## Material for the task
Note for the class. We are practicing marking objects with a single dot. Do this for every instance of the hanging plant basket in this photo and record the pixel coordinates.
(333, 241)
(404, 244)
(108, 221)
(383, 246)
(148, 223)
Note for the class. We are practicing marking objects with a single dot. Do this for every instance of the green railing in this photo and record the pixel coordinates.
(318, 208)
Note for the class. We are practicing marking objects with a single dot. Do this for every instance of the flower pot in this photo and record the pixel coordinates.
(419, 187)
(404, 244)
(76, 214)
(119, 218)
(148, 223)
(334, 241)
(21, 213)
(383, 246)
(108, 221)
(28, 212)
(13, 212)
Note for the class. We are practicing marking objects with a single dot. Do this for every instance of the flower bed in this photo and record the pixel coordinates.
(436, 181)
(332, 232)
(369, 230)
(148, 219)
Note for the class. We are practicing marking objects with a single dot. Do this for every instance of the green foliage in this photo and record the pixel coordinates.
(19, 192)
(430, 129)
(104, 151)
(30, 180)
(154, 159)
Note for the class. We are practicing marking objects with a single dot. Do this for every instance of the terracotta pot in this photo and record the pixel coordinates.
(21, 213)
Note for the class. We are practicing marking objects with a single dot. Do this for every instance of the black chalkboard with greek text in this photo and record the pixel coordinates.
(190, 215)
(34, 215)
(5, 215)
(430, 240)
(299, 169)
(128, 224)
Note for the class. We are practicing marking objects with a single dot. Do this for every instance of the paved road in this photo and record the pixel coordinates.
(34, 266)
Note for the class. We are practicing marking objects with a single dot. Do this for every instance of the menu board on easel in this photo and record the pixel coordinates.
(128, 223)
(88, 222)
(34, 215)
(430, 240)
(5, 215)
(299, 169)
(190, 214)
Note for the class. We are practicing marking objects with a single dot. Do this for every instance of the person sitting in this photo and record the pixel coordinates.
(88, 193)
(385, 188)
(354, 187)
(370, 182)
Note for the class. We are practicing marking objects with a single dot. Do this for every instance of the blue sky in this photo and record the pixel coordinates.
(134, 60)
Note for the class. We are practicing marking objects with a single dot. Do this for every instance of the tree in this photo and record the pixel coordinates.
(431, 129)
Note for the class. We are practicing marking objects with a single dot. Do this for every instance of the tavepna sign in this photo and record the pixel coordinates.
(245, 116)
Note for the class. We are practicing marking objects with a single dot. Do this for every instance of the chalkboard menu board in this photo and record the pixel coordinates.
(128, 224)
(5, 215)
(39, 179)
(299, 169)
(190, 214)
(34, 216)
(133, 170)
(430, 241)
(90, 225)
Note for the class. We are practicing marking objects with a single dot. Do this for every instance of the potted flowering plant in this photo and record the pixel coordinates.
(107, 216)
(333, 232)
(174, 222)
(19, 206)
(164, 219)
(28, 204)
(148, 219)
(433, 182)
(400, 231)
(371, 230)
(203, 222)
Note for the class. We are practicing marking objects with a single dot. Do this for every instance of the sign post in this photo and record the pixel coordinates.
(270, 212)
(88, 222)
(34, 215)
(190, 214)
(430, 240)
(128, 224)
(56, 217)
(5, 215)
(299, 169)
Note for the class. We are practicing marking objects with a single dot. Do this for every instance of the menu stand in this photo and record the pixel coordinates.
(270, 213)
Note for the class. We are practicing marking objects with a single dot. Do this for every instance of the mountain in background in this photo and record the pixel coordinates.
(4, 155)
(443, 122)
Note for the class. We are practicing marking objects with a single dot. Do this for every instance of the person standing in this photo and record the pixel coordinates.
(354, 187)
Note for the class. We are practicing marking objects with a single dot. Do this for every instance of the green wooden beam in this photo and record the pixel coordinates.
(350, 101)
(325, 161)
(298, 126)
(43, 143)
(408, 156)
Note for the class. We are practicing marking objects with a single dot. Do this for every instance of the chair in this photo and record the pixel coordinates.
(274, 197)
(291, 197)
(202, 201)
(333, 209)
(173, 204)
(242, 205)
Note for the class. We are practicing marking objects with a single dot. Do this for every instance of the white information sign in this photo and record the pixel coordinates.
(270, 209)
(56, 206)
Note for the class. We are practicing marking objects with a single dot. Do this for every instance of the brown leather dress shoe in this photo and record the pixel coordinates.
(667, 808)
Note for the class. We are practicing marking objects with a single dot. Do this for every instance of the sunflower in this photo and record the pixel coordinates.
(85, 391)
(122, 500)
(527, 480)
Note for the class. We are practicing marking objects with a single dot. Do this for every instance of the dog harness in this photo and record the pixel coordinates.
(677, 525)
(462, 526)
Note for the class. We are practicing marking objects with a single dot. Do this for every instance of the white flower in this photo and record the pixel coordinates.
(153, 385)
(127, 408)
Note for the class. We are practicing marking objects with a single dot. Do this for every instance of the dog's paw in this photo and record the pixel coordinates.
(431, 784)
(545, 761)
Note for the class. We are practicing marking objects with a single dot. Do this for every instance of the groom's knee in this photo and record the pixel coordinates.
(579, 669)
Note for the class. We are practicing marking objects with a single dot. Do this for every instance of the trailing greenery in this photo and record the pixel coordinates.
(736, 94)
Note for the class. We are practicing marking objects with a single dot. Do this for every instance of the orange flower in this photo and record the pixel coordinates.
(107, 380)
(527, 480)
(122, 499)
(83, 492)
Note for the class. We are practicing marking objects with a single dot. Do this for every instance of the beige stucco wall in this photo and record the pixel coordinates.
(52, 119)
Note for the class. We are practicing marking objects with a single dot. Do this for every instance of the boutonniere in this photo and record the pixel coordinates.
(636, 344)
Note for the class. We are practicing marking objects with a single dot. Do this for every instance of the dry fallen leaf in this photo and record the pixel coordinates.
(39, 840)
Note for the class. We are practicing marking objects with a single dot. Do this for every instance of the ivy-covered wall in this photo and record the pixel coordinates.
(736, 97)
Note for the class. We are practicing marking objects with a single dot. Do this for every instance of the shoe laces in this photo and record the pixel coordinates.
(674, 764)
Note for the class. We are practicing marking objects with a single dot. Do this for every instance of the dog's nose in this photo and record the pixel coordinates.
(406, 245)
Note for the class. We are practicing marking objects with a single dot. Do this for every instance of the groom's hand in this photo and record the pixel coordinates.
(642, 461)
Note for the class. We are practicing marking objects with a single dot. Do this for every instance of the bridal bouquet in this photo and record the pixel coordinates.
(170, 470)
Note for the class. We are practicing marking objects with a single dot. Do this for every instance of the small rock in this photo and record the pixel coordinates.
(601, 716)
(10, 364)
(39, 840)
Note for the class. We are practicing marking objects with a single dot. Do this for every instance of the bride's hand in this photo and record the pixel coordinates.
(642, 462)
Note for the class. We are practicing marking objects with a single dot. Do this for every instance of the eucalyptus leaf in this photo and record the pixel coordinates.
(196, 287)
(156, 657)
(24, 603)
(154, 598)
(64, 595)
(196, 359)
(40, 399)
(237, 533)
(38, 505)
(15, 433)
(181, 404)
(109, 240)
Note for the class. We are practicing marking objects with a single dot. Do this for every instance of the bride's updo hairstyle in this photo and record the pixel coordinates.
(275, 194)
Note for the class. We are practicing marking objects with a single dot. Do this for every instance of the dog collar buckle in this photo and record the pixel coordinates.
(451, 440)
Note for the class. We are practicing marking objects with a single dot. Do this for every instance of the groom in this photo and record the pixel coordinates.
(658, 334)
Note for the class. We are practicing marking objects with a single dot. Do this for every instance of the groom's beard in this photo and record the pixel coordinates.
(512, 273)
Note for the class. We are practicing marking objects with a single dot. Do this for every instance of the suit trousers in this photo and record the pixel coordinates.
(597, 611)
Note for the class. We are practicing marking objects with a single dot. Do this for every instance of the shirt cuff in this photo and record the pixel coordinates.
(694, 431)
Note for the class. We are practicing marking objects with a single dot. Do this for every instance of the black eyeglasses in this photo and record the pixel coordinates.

## Exercise requirements
Reproduce the complete data exactly as presented above.

## Written answer
Note for the class. We are practicing marking objects with a single dot. Do this for every instance of the hanging plant basket in this photo and record the pixel coordinates.
(333, 241)
(404, 244)
(108, 221)
(383, 246)
(148, 223)
Note for the class. We are practicing marking objects with a single dot. Do this for every instance of the green railing in this photo and record the pixel coordinates.
(318, 208)
Note for the class. We are practicing marking objects with a single dot. Do this for every instance of the flower pot in this photo and record the pixel coordinates.
(419, 187)
(404, 244)
(76, 214)
(119, 218)
(148, 223)
(334, 241)
(21, 213)
(383, 246)
(108, 221)
(28, 212)
(13, 212)
Note for the class. We are practicing marking objects with a single dot. Do this for every instance of the flower bed in this photo and record the pixel coordinates.
(436, 181)
(332, 232)
(369, 230)
(148, 219)
Note for the class. We are practicing marking objects with a single dot. Do this for every instance of the green foliage in this photo and record the pixel coordinates.
(19, 192)
(430, 129)
(104, 151)
(30, 180)
(154, 159)
Note for the class. We are practicing marking objects with a single dot. Do this for every instance of the terracotta pot in this photo and record the pixel coordinates.
(21, 213)
Note for the class. We are practicing marking objects with a single dot. Do this for every instance of the black chalkboard with greek text in this photo and record the pixel coordinates.
(190, 215)
(34, 215)
(5, 215)
(430, 240)
(299, 169)
(128, 224)
Note for the class. We are practicing marking objects with a single dot. Do this for every instance of the paved road in this photo and record the pixel coordinates.
(34, 266)
Note for the class. We are practicing marking objects with a single dot. Do this for every instance of the menu board on easel in this photo and record the pixel coordinates.
(128, 223)
(88, 222)
(34, 215)
(430, 240)
(5, 215)
(299, 169)
(190, 214)
Note for the class. We are practicing marking objects with a single dot. Do this for every instance of the person sitting in this photo and record the pixel coordinates.
(88, 193)
(385, 188)
(354, 187)
(370, 182)
Note for the class. We are practicing marking objects with a single dot. Do this for every instance of the blue sky in this photo and record the pixel coordinates.
(134, 60)
Note for the class. We are practicing marking objects with a single dot. Do this for every instance of the tree in this photo and record the pixel coordinates.
(431, 129)
Note for the class. We are practicing marking objects with a single dot. Do this for every instance of the tavepna sign in this photo and record the pixel coordinates.
(245, 116)
Note for the class. We are practicing marking objects with a single dot. Do this for every instance of the chalkboard menu board in this photo and record the pixel coordinates.
(128, 224)
(5, 215)
(39, 179)
(299, 169)
(190, 214)
(34, 216)
(133, 170)
(430, 241)
(90, 225)
Note for the class. We are practicing marking objects with a single dot. Do this for every instance of the potted flowering plant in this photo and record the pixel coordinates.
(107, 216)
(333, 232)
(174, 222)
(19, 206)
(164, 219)
(28, 204)
(148, 219)
(433, 182)
(400, 231)
(371, 230)
(203, 222)
Note for the class. We are practicing marking objects with a single dot. Do this for every instance of the sign post in this photo and record the pixel coordinates.
(270, 212)
(88, 222)
(34, 215)
(190, 214)
(430, 240)
(128, 224)
(56, 217)
(5, 215)
(299, 169)
Note for the class. We are practicing marking objects with a single dot. Do this for every instance of the menu stand in this photo and record the pixel coordinates.
(270, 213)
Note for the class. We are practicing marking objects with a single dot. Do this for every instance of the mountain in background in this photo and record the pixel coordinates.
(4, 155)
(443, 122)
Note for the class. We are practicing marking objects with a single dot. Do this for every instance of the person standing in this photo and record the pixel coordinates.
(354, 187)
Note for the class. We are practicing marking objects with a single dot. Do this for every instance of the green wooden beam in this photo and record the pixel coordinates.
(350, 101)
(325, 161)
(298, 126)
(43, 143)
(408, 156)
Note for the class. We are practicing marking objects with a single dot. Do this for every instance of the chair in this photo and record the pixel coordinates.
(274, 197)
(291, 197)
(202, 201)
(333, 209)
(173, 204)
(242, 205)
Note for the class. We are practicing marking objects with a single dot. Do this for every instance of the white information sign in this photo and record the pixel coordinates.
(270, 209)
(56, 206)
Note for the class. We are practicing marking objects with a single dot. Do this for every instance of the brown leather dress shoe in this photo and record the pixel coordinates.
(667, 808)
Note for the class. We are practicing marking objects with a single dot. Do this for every instance of the sunflower in this photo and record the pixel coordinates.
(85, 391)
(122, 500)
(527, 480)
Note for the class. We are practicing marking objects with a single dot. Do this for every instance of the dog harness in this photo and record the pixel coordinates.
(677, 525)
(462, 526)
Note for the class. We are practicing marking objects with a single dot. Do this for every instance of the white flower in this photo and record the pixel coordinates.
(153, 385)
(127, 408)
Note for the class. We are practicing marking objects with a single dot. Do this for every instance of the dog's paw in this photo and record the pixel coordinates.
(431, 784)
(545, 761)
Note for the class. We are practicing marking objects with a single dot. Do this for every instance of the groom's knee in this photo and record the pixel coordinates.
(579, 669)
Note for the class. We are practicing marking objects with a single dot. Do this for every instance of the trailing greenery in this photo and record the pixel coordinates.
(736, 94)
Note for the class. We are practicing marking objects with a single dot. Do this for every instance of the orange flower in this photo and record the pixel coordinates.
(107, 380)
(527, 480)
(122, 499)
(83, 492)
Note for the class. We are practicing marking objects with a single dot. Do this for every instance of the beige stucco wall in this photo and record the pixel coordinates.
(52, 119)
Note for the class. We are practicing marking objects with a single dot. Do this for every instance of the boutonniere in this photo and record the pixel coordinates.
(636, 344)
Note for the class. We are practicing marking objects with a single dot. Do this for every instance of the dry fallen leaf in this photo and record the pixel coordinates.
(39, 840)
Note for the class. We are practicing marking objects with a single dot. Do this for every instance of the ivy-covered wall in this photo and record the pixel coordinates.
(736, 97)
Note for the class. We are practicing marking objects with a single dot. Do this for every instance of the shoe laces in this photo and record the pixel coordinates.
(674, 764)
Note for the class. We are practicing marking objects with a single dot. Do this for every instance of the dog's nose in this photo and record the pixel coordinates.
(406, 245)
Note for the class. We are practicing marking objects with a single dot. Do this for every instance of the groom's hand in this photo and record the pixel coordinates.
(642, 461)
Note for the class. We are practicing marking objects with a single dot. Do this for every instance of the bridal bouquet in this photo and record the pixel coordinates.
(170, 470)
Note for the class. We are practicing marking objects with a single dot. Do this for every instance of the small rock in this photo and record the pixel coordinates.
(601, 716)
(10, 364)
(39, 840)
Note for the class. We are practicing marking objects with a single dot. Do this for every instance of the bride's hand in this photo and record the pixel coordinates.
(642, 462)
Note for the class. We are practicing marking objects with a single dot. Do this for every instance of the eucalyptus leaf in this photo and record the pixel coordinates.
(196, 287)
(156, 657)
(24, 603)
(154, 598)
(64, 595)
(196, 359)
(40, 399)
(237, 533)
(38, 505)
(15, 433)
(181, 404)
(109, 240)
Note for the class. We are practicing marking objects with a single dot. Do this for every instance of the bride's updo hairstyle in this photo and record the pixel coordinates.
(275, 194)
Note for the class. We are practicing marking objects with a single dot. Do this for every instance of the dog collar buckle in this photo and record the pixel coordinates.
(451, 440)
Note for the class. We are practicing marking objects with a single dot. Do this for every instance of the groom in this photo and record the pixel coordinates.
(658, 334)
Note for the class. We are practicing marking objects with a single dot. Do this for every instance of the groom's beard in this photo and record the pixel coordinates.
(512, 273)
Note for the class. We are practicing marking objects with a single dot. Do this for every instance of the suit trousers in this photo and record the pixel coordinates.
(597, 611)
Note for the class. We are practicing marking objects with a single dot. Do this for every instance of the shirt cuff in this photo and record the pixel coordinates.
(694, 431)
Note for the class. We are practicing marking objects with a single dot. Do this for every instance of the black eyeglasses in this photo and record the pixel coordinates.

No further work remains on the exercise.